### [Set task]
Show every line in the records below that contains the string "carpet", copying each such line in full.

++++ Provided records

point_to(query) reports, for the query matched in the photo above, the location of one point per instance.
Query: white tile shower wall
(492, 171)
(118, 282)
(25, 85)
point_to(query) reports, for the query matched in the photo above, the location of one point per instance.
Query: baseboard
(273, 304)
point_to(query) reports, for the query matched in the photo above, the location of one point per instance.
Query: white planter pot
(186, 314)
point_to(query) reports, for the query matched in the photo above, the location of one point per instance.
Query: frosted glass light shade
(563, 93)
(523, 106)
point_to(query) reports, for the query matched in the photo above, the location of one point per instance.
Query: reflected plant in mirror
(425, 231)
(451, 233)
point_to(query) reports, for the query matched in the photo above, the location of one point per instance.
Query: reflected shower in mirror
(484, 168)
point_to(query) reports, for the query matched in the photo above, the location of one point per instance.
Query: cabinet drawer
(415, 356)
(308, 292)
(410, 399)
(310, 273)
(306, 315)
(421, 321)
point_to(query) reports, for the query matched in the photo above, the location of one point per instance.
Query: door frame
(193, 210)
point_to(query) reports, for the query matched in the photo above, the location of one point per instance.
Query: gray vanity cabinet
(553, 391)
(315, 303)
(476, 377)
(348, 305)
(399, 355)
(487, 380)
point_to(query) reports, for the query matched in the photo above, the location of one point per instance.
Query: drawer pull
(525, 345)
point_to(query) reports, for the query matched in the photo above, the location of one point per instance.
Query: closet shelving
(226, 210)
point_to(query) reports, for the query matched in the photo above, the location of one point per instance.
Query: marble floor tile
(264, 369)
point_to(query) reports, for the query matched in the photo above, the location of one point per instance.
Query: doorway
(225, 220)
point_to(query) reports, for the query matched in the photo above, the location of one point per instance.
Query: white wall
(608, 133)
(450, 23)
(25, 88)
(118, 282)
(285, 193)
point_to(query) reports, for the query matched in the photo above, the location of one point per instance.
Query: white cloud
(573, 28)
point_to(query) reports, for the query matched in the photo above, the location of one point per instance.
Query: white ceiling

++++++++
++++ Provided records

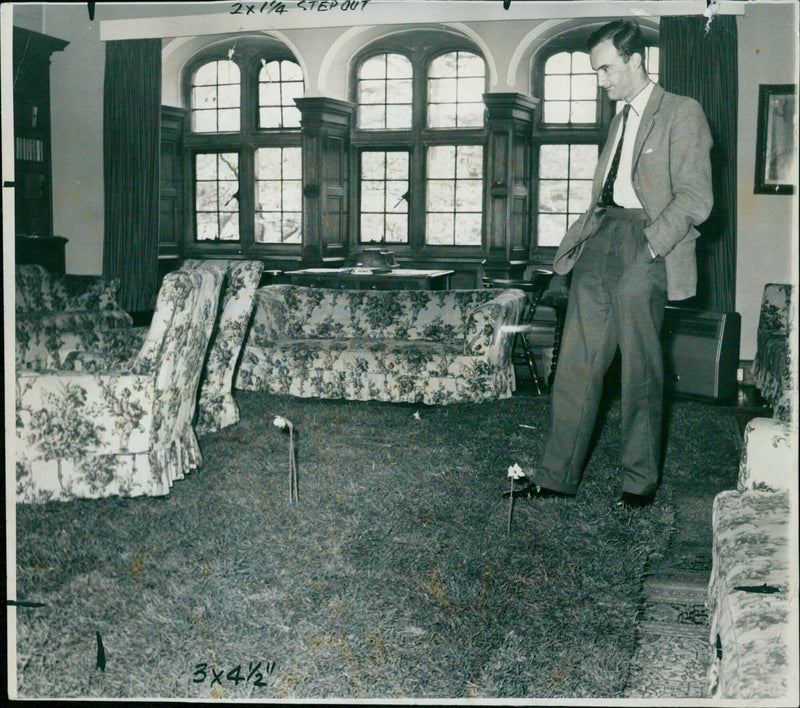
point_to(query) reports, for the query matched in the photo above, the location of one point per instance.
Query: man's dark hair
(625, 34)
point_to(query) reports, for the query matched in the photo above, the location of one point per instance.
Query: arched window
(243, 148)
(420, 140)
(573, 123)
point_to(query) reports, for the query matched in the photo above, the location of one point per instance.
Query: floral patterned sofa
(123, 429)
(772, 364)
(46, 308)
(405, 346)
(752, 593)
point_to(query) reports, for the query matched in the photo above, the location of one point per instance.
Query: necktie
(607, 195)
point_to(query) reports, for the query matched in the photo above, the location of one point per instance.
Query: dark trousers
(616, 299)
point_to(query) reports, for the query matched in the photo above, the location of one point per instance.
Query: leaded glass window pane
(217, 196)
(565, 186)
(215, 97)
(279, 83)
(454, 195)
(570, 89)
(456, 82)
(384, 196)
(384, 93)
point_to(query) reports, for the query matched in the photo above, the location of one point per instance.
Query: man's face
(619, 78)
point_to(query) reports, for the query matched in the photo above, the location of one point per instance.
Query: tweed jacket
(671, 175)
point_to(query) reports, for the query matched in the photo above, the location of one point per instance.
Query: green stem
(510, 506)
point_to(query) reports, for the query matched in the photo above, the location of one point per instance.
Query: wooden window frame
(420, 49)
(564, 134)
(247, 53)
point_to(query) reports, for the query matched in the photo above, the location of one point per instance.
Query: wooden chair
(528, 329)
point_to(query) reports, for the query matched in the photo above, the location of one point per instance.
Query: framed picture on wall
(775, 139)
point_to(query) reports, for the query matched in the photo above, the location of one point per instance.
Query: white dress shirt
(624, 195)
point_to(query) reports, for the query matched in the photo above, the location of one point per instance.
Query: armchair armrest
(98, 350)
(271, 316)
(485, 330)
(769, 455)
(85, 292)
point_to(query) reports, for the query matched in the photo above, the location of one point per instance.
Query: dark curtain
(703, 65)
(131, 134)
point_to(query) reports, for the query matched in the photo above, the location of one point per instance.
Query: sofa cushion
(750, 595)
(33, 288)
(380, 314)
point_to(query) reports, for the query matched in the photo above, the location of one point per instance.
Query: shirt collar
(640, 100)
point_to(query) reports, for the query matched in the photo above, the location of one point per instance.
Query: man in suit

++++++++
++++ Provided records

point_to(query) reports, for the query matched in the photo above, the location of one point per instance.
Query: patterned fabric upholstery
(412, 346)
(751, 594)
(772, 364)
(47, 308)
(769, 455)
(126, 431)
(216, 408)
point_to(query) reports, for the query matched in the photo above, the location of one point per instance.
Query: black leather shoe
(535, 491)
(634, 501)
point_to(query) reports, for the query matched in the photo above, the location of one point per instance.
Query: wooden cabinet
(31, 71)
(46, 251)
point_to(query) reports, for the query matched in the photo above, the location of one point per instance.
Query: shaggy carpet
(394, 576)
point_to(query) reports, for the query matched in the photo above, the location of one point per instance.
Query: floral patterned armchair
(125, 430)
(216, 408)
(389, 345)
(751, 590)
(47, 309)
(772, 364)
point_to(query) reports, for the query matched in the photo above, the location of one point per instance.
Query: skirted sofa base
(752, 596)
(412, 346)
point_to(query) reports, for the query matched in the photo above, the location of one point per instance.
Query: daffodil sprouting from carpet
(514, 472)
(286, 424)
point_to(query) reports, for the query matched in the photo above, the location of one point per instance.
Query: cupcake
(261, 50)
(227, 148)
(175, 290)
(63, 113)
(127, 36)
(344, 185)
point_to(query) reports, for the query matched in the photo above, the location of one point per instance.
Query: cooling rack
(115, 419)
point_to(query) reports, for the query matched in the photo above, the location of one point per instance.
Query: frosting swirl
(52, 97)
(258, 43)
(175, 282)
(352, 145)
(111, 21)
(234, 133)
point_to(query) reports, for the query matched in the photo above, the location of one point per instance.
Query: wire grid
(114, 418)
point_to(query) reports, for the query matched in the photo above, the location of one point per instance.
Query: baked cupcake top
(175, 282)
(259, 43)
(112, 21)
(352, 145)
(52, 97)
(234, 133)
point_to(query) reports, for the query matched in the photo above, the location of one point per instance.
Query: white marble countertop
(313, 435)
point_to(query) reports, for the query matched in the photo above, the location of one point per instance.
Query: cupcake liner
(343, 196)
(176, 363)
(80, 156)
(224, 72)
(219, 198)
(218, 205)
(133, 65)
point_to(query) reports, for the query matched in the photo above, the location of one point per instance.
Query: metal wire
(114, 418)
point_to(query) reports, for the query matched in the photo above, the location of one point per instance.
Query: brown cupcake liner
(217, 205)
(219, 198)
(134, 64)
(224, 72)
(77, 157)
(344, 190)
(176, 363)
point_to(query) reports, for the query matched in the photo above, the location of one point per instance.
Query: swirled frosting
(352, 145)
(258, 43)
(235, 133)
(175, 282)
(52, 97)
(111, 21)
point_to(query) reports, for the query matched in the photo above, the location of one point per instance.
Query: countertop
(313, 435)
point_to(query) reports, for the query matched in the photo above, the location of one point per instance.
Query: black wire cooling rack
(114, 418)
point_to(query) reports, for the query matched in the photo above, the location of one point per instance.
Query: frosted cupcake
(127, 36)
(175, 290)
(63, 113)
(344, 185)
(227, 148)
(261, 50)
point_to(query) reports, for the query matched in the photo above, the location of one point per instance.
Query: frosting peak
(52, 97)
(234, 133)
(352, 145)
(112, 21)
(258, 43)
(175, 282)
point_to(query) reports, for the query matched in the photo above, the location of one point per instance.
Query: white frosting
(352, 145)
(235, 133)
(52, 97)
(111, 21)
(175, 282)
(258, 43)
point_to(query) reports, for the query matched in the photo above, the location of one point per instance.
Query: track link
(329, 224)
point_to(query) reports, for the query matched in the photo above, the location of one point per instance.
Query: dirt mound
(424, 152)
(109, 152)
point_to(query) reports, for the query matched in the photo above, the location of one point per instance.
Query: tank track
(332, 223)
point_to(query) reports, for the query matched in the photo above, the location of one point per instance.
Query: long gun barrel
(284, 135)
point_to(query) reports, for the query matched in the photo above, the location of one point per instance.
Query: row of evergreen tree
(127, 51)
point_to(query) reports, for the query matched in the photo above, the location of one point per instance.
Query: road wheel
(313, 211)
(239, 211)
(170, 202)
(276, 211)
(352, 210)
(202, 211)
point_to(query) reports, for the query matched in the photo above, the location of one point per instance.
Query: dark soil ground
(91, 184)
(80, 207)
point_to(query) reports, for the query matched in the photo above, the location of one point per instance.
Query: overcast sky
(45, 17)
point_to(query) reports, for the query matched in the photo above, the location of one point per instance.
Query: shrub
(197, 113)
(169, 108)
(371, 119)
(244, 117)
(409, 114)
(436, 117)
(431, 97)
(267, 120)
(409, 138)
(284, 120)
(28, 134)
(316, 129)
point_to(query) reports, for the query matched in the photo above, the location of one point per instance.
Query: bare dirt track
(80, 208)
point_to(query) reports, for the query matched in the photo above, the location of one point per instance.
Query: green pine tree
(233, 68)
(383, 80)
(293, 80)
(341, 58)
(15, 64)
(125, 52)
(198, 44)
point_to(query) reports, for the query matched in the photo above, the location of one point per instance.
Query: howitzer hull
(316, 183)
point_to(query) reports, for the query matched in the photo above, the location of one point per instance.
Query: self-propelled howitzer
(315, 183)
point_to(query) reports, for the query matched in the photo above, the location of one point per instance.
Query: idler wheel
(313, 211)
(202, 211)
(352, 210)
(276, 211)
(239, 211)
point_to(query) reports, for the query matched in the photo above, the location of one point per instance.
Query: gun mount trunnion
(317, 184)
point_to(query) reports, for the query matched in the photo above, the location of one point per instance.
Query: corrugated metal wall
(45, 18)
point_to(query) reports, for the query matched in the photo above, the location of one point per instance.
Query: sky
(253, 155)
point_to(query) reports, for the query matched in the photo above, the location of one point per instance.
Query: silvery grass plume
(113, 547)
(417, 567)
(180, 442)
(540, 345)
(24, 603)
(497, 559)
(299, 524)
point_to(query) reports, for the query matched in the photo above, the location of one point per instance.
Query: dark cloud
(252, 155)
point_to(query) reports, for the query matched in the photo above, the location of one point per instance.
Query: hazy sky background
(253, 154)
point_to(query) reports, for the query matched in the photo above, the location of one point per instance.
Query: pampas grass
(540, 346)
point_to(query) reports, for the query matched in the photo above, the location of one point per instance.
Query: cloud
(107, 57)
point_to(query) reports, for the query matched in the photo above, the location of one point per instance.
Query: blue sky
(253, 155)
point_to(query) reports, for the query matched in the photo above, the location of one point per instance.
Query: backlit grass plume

++++++++

### [Solution to this problem]
Query: shaggy carpet
Query: daffodil sprouting from carpet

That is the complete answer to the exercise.